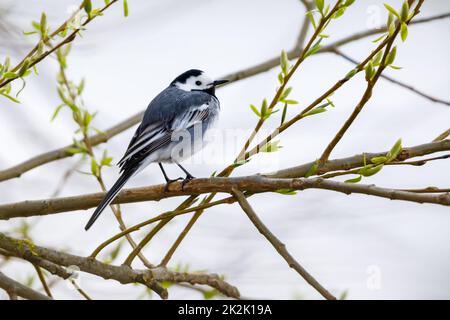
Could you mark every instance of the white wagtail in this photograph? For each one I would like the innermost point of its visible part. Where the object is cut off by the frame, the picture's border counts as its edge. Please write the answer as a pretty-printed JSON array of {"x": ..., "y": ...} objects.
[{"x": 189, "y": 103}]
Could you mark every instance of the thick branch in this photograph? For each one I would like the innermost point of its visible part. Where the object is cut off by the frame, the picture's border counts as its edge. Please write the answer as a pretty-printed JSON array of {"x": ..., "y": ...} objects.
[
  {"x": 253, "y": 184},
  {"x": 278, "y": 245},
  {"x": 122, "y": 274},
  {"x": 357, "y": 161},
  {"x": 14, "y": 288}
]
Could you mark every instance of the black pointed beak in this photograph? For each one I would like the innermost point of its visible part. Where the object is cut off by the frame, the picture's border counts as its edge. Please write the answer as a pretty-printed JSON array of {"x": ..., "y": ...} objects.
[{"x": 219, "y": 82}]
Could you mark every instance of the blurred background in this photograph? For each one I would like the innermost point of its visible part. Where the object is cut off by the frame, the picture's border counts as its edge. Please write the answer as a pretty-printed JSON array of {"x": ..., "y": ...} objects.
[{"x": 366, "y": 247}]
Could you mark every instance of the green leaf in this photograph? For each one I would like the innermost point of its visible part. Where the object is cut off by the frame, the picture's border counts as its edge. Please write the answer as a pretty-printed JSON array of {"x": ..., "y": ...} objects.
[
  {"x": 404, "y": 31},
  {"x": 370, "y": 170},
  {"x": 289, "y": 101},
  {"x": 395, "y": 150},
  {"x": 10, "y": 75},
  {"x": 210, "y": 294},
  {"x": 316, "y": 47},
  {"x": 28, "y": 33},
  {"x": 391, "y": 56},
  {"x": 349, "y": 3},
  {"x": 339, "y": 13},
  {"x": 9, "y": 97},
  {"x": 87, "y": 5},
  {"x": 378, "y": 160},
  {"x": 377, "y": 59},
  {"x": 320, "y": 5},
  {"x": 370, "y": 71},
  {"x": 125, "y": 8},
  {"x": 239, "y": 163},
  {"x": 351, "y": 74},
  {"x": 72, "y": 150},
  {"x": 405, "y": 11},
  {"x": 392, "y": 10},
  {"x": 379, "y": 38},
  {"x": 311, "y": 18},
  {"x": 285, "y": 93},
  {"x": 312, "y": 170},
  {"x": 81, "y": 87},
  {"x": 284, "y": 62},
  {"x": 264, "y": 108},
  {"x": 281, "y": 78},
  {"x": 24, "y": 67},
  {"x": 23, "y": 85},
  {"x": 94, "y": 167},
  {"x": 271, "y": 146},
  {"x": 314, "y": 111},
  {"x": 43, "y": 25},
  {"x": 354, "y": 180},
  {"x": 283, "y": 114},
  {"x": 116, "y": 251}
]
····················
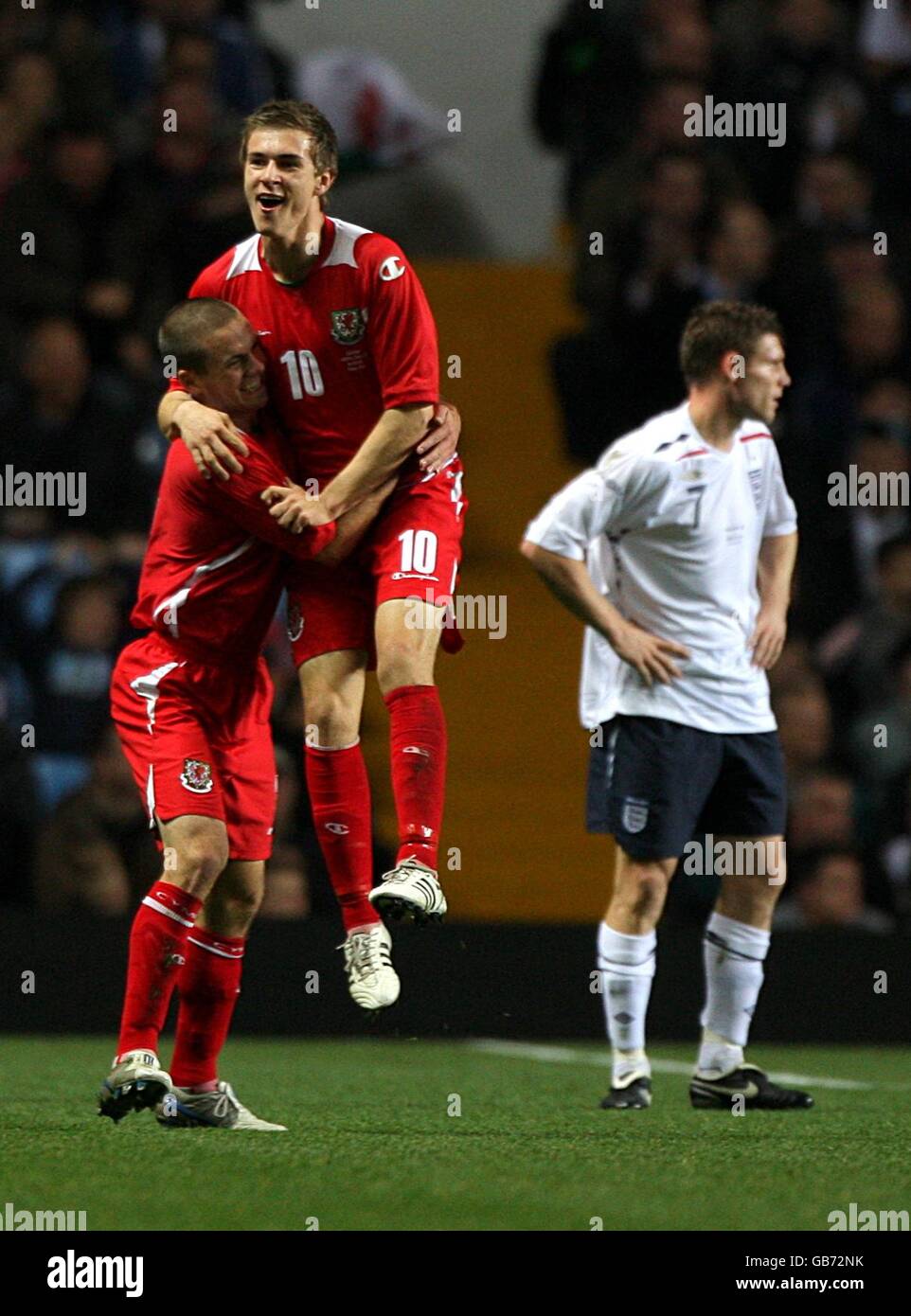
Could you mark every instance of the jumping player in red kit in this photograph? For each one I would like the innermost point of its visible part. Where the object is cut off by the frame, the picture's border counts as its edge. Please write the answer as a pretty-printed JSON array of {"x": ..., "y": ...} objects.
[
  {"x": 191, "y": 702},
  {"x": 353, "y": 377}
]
····················
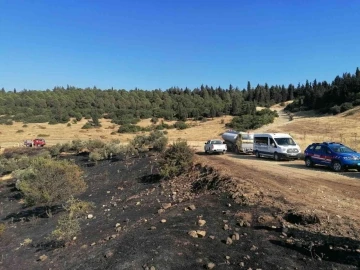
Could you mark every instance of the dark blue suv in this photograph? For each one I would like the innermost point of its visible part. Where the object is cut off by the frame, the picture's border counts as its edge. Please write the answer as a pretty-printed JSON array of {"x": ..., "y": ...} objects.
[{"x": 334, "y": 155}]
····················
WHAT YOU SHOULD DO -
Pull out every line of the records that contains the word "blurred", and note that case counts.

WRITTEN RESPONSE -
Could you mark every instance of the blurred background in this photograph? For each one I would like the innermost point of its visible part. Where the object is cut off by the frame, the picture's border counts as its edge. Please write the answer as a pretty-printed JSON array of {"x": ..., "y": ...} objects.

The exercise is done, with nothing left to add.